Work to do:
**1)** List every animal that the text on stone-tool cut marks names as an example of a source of butchered bone.
**2)** Resume the text on stone-tool cut marks, starting right after its final sentence.

___ Text ___

Human-made stone tools leave cut marks on animal bone, such as sheep, deer or bison, through butchery. These cut marks can vary in size from 1 to 5 centimeters, but the depth of the cuts is often tiny, measuring at approximately 1/15 of a millimeter. Archaeologists often attempt to distinguish between cut marks made by a human’s stone tool, which leaves a “V” shape, and other damage, such as trampling by a hooved animal, which can leave marks with more of a “U” shape.
Archaeologists have attempted to identify butchering marks since the 1800s. While the methods of analyzing bone marks have improved over the decades, there is still quite a lot of uncertainty and lack of consensus on how they are best measured. Current measurement techniques range from naked eye qualitative assessments to high-powered microscopy, such as scanning electron microscopy or micro-photogrammetry.

___ Excerpted records ___

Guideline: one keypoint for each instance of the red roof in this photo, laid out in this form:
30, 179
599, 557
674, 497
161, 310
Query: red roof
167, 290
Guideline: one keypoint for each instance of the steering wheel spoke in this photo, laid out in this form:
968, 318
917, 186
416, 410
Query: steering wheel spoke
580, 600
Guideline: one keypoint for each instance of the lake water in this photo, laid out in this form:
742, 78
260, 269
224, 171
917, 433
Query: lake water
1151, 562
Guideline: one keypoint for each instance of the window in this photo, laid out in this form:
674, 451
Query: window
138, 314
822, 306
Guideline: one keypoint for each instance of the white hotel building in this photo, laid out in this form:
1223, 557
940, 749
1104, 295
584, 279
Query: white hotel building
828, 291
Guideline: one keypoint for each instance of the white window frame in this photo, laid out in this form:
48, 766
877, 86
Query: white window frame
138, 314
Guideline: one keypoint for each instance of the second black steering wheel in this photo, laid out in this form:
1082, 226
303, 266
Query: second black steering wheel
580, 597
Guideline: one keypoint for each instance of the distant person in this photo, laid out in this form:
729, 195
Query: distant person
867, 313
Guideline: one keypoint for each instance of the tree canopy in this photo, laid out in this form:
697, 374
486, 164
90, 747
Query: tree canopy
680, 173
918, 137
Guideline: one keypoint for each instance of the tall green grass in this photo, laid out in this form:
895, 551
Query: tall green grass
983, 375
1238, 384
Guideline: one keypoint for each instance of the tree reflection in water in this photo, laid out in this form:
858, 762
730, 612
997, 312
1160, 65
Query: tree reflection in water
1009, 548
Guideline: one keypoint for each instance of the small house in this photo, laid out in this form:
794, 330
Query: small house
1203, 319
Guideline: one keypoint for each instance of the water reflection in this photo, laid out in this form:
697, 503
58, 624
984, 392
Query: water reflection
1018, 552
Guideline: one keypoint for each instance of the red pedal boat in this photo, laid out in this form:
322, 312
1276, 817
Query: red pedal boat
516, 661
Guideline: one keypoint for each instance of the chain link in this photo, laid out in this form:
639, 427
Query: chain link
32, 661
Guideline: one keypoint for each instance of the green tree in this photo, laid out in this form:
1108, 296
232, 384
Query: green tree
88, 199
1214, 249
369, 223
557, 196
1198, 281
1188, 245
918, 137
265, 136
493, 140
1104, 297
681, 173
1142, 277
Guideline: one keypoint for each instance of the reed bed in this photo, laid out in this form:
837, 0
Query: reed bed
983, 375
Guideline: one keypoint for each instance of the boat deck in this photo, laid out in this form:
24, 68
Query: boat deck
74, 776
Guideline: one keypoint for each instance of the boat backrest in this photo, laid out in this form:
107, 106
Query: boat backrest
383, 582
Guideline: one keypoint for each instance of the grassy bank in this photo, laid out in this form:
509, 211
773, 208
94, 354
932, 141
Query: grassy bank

___

Expected results:
**1)** Sheep, deer, bison

**2)**
Otárola-Castillo and research teammates Emma James from The University of Queensland; Curtis W. Marean from Arizona State University; and Jessica C. Thompson from Emory University, specialize in evaluating cut marks on bone.
There are cases when marks can be ambiguous. In 2010, a couple of research teams published contradicting findings regarding bone marks from a prehistoric site, Dikika in Ethiopia. Results from their analyses varied so much they disagreed whether the marks were made by humans’ tools or animals’ hooves, or perhaps scratched by sand particles or other rock edges. Fresh debate now contends that some of these marks could have been made by feeding crocodiles.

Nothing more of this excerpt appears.